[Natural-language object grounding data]
┌──
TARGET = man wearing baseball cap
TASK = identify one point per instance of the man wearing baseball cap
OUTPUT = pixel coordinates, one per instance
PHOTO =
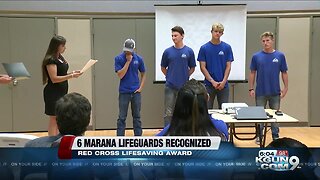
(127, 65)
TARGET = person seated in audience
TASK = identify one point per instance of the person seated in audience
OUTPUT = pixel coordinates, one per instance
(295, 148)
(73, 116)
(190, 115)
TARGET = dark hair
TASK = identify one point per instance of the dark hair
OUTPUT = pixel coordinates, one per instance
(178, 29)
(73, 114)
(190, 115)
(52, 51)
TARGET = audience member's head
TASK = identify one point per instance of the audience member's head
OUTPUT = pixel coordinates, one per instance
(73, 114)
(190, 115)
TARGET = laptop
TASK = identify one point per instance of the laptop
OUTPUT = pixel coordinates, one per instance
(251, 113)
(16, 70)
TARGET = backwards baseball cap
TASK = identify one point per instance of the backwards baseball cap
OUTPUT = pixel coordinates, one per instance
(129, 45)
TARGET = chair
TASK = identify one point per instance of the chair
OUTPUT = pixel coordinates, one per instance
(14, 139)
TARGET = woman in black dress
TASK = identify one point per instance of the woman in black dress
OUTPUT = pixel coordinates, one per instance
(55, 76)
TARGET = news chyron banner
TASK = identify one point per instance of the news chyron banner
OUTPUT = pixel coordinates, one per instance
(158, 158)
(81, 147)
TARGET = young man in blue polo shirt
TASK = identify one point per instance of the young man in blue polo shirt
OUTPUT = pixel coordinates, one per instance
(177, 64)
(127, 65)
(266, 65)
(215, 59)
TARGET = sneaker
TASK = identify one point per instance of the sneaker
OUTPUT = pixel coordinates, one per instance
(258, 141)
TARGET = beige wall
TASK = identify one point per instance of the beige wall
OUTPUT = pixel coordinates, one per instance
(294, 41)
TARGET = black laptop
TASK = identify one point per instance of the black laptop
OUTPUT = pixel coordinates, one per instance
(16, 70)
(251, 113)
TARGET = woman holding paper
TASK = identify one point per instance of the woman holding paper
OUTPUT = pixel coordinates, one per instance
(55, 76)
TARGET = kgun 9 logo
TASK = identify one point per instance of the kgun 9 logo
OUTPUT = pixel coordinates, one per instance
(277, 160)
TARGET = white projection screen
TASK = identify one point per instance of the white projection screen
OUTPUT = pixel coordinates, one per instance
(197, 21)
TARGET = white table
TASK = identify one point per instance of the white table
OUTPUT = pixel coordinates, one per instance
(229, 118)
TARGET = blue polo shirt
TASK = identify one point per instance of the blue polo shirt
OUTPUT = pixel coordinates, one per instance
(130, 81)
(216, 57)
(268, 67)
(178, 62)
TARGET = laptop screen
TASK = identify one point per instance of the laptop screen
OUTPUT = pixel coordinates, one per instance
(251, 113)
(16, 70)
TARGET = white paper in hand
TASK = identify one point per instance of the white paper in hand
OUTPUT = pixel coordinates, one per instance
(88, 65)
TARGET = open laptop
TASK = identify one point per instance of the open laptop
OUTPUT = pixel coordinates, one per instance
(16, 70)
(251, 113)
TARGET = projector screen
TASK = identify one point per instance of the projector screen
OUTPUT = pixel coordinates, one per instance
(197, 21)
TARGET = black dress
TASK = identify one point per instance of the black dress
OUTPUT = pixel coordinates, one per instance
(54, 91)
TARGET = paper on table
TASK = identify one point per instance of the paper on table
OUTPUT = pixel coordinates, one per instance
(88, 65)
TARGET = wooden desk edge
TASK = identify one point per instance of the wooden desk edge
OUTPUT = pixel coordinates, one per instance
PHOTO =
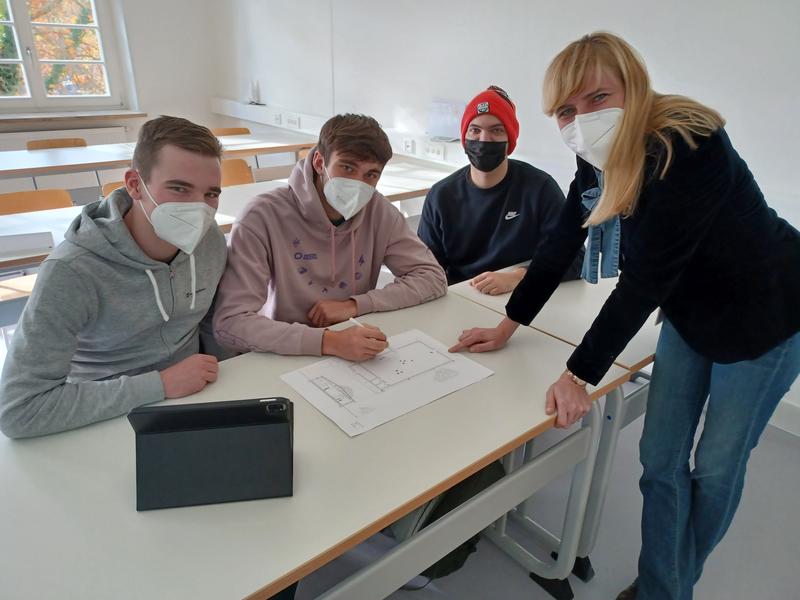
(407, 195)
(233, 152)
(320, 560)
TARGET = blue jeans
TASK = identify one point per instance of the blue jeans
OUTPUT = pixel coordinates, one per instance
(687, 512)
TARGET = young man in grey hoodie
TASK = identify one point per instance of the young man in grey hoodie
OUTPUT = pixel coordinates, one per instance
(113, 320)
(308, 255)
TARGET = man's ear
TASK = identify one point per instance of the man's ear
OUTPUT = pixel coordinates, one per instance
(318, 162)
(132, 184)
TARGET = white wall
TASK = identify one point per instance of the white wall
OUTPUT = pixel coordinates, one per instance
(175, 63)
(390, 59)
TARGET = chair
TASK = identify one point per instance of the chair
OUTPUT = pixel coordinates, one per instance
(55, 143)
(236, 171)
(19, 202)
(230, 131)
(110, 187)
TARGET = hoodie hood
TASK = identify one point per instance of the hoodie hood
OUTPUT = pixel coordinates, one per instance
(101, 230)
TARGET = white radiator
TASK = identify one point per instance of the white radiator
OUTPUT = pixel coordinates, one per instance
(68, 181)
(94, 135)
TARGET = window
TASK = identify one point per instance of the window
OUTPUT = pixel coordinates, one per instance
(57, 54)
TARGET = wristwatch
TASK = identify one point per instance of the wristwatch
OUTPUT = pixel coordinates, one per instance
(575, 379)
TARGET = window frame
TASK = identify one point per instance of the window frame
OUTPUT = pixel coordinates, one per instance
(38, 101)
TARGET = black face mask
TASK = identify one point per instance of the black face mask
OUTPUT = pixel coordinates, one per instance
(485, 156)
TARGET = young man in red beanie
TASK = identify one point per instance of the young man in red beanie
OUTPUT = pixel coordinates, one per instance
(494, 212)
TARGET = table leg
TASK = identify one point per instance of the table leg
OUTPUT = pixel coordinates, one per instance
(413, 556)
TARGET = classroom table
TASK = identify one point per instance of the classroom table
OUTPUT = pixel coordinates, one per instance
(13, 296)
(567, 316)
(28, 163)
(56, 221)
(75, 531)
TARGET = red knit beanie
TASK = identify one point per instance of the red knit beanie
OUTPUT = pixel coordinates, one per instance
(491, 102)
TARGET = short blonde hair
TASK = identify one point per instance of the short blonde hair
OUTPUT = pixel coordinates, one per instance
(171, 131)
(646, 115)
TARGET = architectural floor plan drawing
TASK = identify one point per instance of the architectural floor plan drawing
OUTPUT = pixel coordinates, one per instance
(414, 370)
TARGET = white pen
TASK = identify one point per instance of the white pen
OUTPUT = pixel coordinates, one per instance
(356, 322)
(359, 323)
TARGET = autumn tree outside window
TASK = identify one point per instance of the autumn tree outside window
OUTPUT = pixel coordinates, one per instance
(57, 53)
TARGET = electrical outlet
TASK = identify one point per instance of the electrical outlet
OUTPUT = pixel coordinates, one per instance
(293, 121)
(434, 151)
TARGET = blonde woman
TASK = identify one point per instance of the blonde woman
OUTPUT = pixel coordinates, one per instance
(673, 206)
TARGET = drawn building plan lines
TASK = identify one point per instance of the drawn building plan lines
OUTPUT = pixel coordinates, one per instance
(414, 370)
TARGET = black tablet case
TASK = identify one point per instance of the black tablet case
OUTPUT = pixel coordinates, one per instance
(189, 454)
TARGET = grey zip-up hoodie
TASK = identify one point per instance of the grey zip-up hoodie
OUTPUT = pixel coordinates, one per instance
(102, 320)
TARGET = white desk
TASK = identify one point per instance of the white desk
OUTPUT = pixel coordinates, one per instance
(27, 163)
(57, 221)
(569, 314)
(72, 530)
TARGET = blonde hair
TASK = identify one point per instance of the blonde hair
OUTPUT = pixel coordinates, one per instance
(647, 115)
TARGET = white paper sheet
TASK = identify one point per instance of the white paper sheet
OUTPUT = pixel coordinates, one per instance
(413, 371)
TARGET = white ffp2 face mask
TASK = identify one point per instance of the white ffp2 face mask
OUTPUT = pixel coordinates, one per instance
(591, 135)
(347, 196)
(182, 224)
└──
◆ Task requirements ◆
Return from the data every line that holds "short".

◆ Response to this task ◆
TARGET = short blonde hair
TASK = identify one point per instance of the short blonde hair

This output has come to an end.